====== GIVEN TEXT

Thursday, April 21, 2005

"Um... [Pause] I Don't Know"

In a recent book review (Christianity, “Compliant But Confused: Unpacking some myths about today’s teens”; 4/12/05), Andy Crouch unfolds both the encouraging and not-so-encouraging findings of the recent National Study of Youth and Religion (NSYR), which consisted of an in-depth phone survey of 3,290 teenagers and their parents as well as 267 in-person interviews. The authors of the NSYR, Christian Smith and Melinda Denton, expound on its data in their new book Soul Searching: The Religious and Spiritual Lives of American Teenagers.

The encouraging news: First, American Christian teenagers overwhelmingly admire and practice the religion of their parents, just as other studies have shown that teens in general admire and like their parents. Second, teens generally like church, and in fact report that they would like to attend religious services even more than they currently do! Third, teens do not identify themselves as “spiritual seekers,” meaning that they identify with some form of Christianity and are not exploring alternative religions.

Now for the challenging findings which, as Crouch puts it, “should rock the world of every church in the country: In spite of their generally positive attitude toward religion, almost no teenagers, from any religious background, can articulate the most basic beliefs of their faith.”

============

▶ _SET TASKS_:
**A.** In the post on the teen religion study, how many teenagers took part in the phone survey?
**B.** In the records, lay out as a JSON list of strings the part that opens with the line containing "Each instance of the distant" and runs through the end of the records, one string per line, with blank lines and pictures left out.

====== DATA ROWS

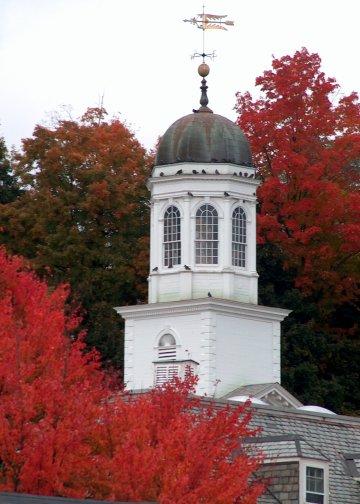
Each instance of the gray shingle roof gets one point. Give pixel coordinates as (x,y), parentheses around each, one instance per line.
(284,446)
(333,436)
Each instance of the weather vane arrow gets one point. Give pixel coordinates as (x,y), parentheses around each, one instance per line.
(205,22)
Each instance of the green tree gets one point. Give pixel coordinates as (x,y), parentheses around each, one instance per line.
(9,189)
(320,350)
(83,218)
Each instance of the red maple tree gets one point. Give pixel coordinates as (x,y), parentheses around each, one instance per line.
(305,139)
(66,430)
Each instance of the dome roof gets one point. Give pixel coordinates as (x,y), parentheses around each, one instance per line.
(204,137)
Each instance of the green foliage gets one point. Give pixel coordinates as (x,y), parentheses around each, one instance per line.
(320,349)
(9,189)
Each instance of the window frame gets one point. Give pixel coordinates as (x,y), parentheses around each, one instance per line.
(303,464)
(174,246)
(242,233)
(206,244)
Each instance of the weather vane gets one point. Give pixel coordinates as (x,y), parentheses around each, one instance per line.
(208,22)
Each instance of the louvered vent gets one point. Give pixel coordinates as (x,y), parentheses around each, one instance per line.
(167,352)
(165,372)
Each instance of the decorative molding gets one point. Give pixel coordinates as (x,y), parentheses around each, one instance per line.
(236,308)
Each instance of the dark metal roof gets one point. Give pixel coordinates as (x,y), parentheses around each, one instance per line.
(17,498)
(204,138)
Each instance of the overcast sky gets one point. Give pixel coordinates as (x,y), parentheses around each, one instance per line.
(136,54)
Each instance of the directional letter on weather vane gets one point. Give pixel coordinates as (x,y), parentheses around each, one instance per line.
(208,22)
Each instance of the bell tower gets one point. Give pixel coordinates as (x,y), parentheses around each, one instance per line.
(203,210)
(203,315)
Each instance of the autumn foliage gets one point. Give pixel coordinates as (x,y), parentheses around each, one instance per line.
(305,139)
(67,429)
(82,217)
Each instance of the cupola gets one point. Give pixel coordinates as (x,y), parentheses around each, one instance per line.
(203,137)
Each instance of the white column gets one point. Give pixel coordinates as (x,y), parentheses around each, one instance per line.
(186,234)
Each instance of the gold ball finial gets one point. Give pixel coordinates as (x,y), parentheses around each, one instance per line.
(203,70)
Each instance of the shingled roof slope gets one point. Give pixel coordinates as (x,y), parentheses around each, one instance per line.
(331,435)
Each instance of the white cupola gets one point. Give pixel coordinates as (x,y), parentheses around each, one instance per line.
(203,315)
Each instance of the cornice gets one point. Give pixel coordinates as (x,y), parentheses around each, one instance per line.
(224,306)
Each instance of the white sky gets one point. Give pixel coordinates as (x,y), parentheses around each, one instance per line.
(136,54)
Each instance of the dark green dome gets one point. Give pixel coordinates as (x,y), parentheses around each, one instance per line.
(204,137)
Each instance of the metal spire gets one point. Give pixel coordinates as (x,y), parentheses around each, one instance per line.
(206,22)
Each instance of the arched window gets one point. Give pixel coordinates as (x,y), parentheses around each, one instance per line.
(239,237)
(206,240)
(172,237)
(167,347)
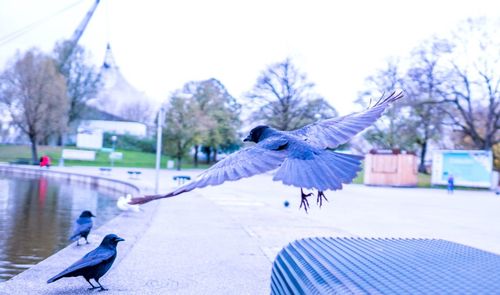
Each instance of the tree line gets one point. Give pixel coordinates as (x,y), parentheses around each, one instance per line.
(451,82)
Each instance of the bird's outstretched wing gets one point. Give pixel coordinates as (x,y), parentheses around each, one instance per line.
(331,133)
(92,258)
(260,158)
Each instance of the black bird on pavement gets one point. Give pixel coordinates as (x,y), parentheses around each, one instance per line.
(83,225)
(303,157)
(94,264)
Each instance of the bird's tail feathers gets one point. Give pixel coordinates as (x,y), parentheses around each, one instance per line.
(326,171)
(54,278)
(395,95)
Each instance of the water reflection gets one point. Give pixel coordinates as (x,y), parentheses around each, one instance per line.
(37,215)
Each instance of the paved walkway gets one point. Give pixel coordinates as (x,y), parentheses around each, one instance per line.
(222,240)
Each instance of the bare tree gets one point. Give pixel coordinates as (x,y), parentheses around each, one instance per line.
(422,82)
(285,98)
(386,133)
(82,79)
(220,113)
(471,94)
(181,119)
(35,94)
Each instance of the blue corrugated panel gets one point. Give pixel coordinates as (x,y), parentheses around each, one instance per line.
(384,266)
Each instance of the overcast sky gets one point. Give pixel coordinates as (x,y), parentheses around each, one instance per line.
(160,45)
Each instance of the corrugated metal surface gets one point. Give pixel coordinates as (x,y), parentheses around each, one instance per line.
(384,266)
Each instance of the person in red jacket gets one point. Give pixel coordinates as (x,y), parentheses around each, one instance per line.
(45,161)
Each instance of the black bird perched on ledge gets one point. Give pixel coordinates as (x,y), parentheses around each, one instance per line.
(83,225)
(302,157)
(94,264)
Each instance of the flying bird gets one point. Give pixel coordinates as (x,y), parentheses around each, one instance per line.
(94,264)
(83,225)
(302,158)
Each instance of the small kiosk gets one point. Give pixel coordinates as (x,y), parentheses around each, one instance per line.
(391,168)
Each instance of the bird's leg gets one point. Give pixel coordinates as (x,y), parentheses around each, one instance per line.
(102,288)
(304,201)
(93,287)
(320,198)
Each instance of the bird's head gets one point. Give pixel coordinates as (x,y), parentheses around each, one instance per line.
(255,134)
(111,240)
(87,213)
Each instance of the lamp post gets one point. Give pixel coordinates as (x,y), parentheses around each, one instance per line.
(112,156)
(158,149)
(113,141)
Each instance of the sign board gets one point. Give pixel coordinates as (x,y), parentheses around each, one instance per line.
(89,139)
(68,154)
(472,168)
(115,156)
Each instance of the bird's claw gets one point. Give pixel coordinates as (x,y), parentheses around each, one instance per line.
(320,198)
(304,202)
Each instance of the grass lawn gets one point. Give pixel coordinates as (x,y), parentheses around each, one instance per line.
(10,153)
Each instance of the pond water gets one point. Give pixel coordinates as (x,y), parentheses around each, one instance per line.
(37,216)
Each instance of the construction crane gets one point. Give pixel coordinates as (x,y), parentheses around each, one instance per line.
(77,34)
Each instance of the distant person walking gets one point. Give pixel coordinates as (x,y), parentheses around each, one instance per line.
(451,184)
(45,161)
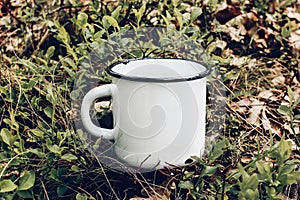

============

▶ _ANSWERS BELOW_:
**A.** 3,290 teenagers

**B.**
[
  "Each instance of the distant person walking gets one point. Give pixel coordinates as (x,y), parentheses around each, one instance per line.",
  "(451,184)",
  "(45,161)"
]